= Stated problem =
Can you write out again the lines from the one containing "of the farm" through the last line, requests included, with every answer coordinate scaled by 1.5 and rounded to a whole number, halves rounding up? Keep the sample coordinates in the requests unchanged, and leave the pictures out.

# START OF Excerpted records

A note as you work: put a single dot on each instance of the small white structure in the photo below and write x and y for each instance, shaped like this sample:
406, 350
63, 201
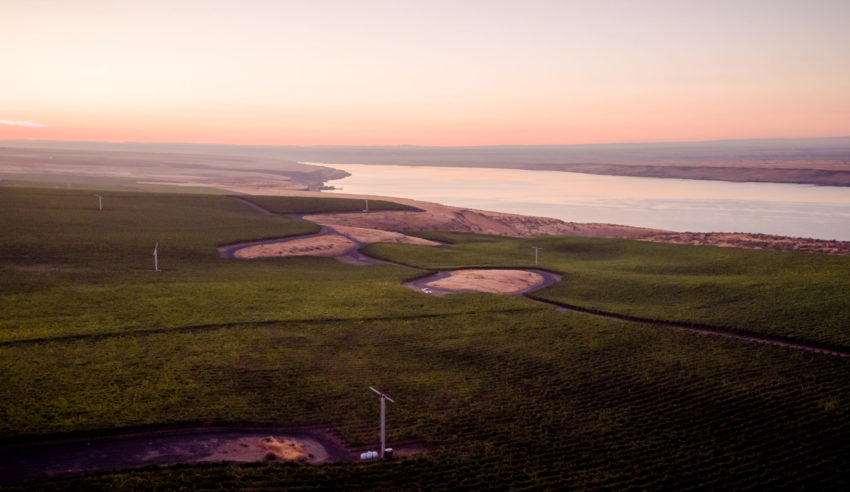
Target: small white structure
368, 455
535, 253
155, 258
383, 421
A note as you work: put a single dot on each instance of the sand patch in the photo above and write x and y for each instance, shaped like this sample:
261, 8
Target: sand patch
325, 245
249, 449
493, 281
378, 236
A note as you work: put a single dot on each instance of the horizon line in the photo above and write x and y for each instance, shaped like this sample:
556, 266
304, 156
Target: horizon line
646, 142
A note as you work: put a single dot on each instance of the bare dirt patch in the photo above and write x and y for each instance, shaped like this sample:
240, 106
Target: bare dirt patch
250, 449
41, 267
364, 235
495, 281
325, 245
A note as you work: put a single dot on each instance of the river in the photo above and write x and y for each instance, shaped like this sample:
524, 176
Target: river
797, 210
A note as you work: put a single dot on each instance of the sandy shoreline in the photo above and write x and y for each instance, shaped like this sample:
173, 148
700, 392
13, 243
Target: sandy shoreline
264, 175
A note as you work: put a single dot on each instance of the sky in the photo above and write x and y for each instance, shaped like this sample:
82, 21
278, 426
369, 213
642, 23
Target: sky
438, 73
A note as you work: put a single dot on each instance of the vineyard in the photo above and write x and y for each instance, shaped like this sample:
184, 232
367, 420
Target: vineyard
502, 391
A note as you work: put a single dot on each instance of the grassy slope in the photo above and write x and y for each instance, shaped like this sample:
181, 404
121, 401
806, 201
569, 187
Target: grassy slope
798, 295
503, 390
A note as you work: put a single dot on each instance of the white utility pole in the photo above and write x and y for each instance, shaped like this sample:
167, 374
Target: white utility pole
383, 420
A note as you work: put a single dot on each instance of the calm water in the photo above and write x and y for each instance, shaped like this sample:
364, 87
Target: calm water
672, 204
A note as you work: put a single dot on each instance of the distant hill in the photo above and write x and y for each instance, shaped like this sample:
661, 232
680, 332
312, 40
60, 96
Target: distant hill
823, 161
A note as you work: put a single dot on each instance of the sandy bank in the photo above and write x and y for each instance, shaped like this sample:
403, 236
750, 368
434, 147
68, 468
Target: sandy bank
494, 281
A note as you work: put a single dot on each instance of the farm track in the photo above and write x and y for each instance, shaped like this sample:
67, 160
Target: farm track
707, 329
702, 329
238, 324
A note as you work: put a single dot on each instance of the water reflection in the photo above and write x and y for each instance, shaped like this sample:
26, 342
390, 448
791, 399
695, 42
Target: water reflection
673, 204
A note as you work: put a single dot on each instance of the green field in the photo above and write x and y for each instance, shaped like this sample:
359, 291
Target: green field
800, 296
505, 392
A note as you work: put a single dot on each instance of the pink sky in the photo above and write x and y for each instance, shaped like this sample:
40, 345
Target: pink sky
426, 73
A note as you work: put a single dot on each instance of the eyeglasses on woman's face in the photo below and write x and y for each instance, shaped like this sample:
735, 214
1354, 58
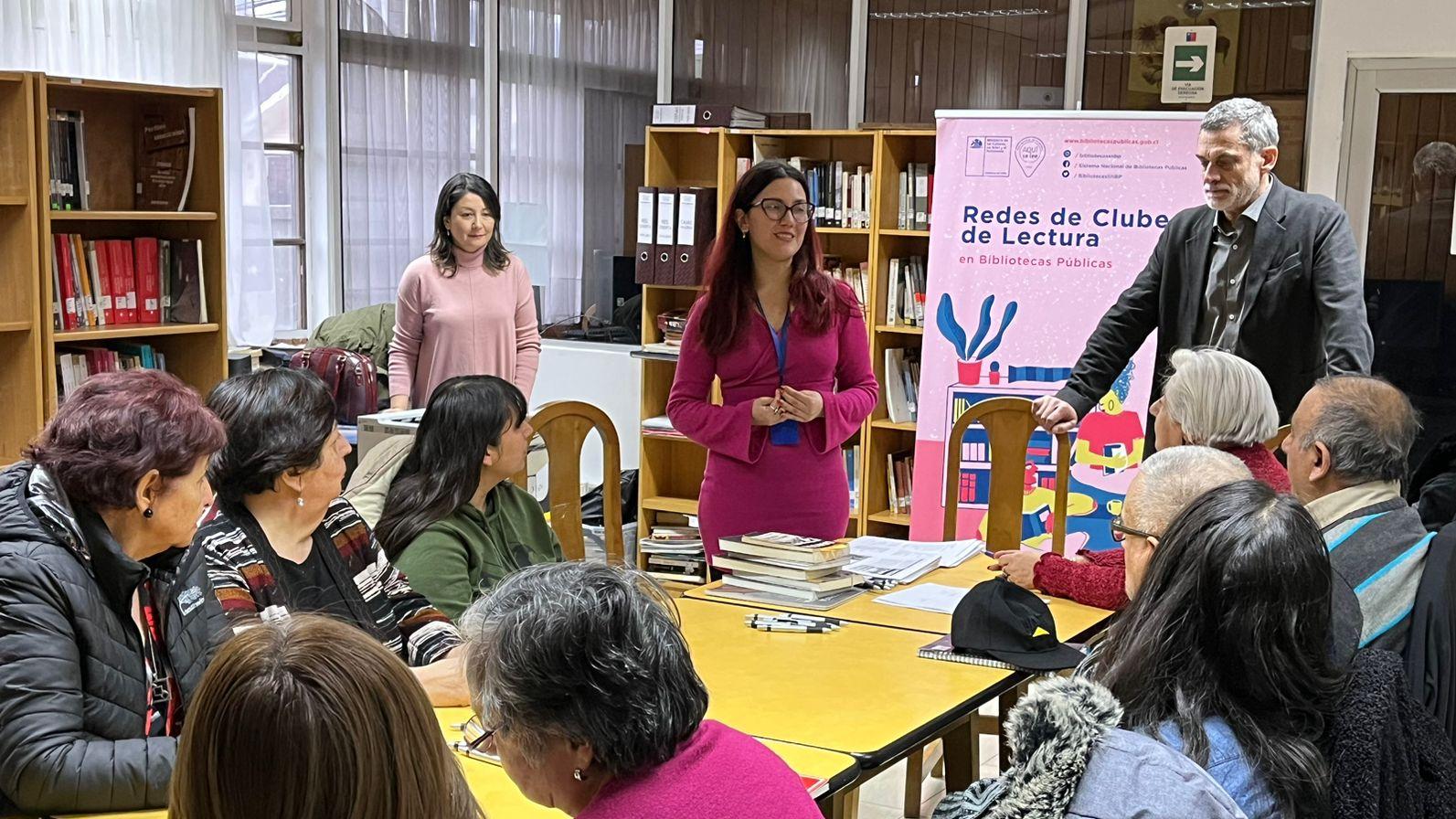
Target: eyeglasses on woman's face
1121, 531
775, 210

# END OF Excerpted records

= The solution =
A note as you work: put a single dot on each instance of the farm track in the photo above and write x and y for each instance, shaped like this sample:
67, 160
Target: farm track
1061, 494
1053, 494
357, 486
A note as you work: put a single dot on each instance of the water reflection in the photo above and write x and y for each instance, shaped like this sample:
26, 342
390, 448
791, 399
695, 42
Target: water reflection
1010, 306
A note as you work: put a single dot on each instance of the green field in the photo above and write x and y for each instance, shaped like this sample:
359, 291
Target: green field
1200, 444
758, 588
A note as you work: put a single dot on each instance of the pink sky in the photo above and write x and y for each instance, shaped like this sample:
40, 345
Target: pink sky
639, 110
A note as you work: put a single dot on each instance of the eyeglasses on woman's face in the photo below and write x and y for each instance, shaped like this sample:
735, 214
1354, 58
Target: eyeglasses on woman's face
1682, 797
1163, 315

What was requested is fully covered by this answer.